▸ Exercise requirements
Return the listing below as a JSON array of strings with one string per line. Omit blank lines and the pictures.

··· Supplied material ···

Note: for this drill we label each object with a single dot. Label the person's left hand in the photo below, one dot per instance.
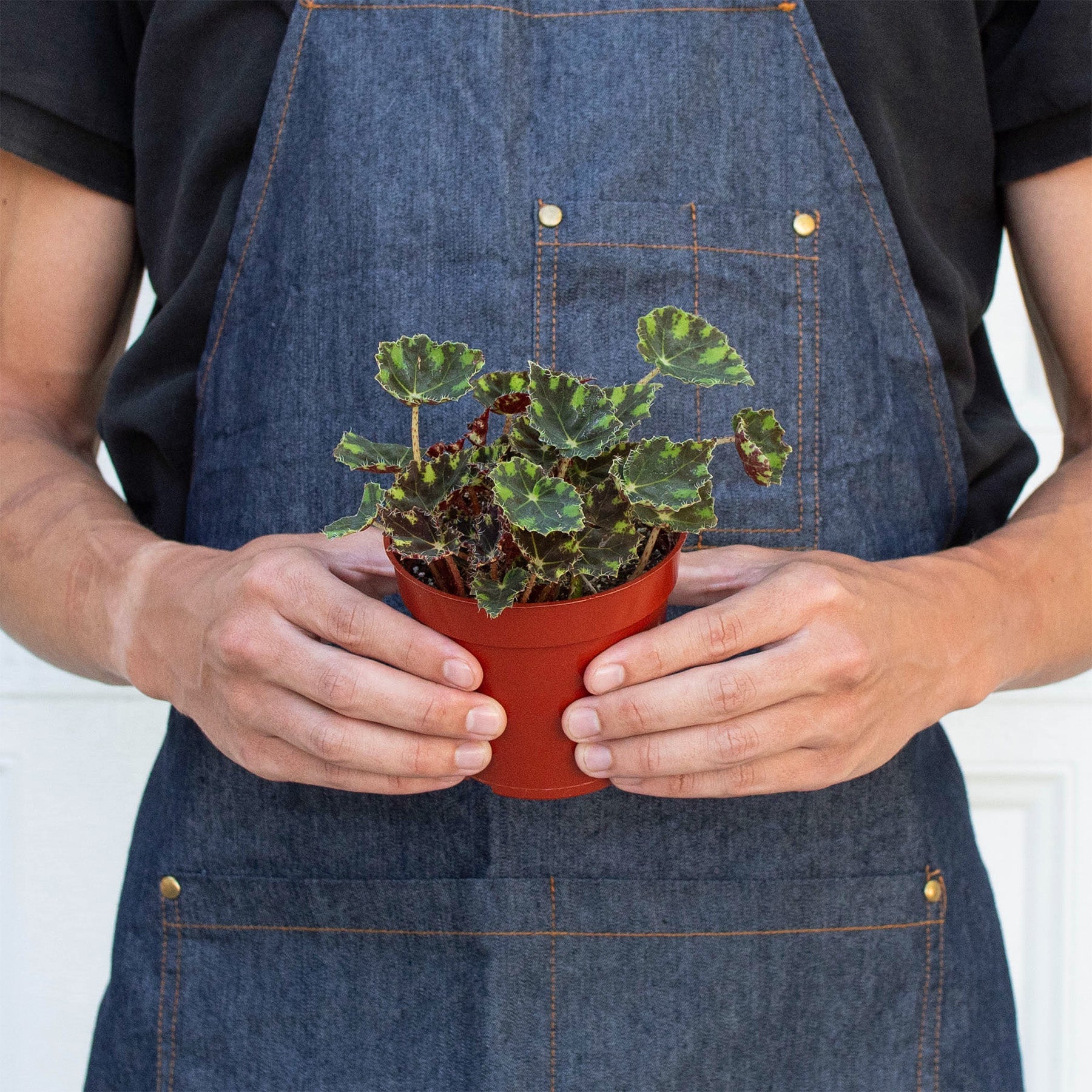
(851, 659)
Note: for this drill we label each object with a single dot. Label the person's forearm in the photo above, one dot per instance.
(68, 546)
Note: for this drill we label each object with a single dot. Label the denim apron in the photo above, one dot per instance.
(843, 939)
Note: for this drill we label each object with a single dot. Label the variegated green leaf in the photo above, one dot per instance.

···

▸ Exercise result
[
  "Note: for this drill we label each object with a single dot. Label the person's left hand in the photo below, one dot per instance.",
  "(851, 659)",
  "Note: for this drill we label each object with a single dot. Label the person's forearm in the photo above, one dot per instance.",
  "(68, 546)",
  "Note: for this drill we label each object with a single dot. Label the denim apron in the photo above, one dot per instance.",
  "(843, 939)",
  "Note: for this drill we label each object with a single dot. Label the variegated green leaf in the photo above, one dot per instance."
]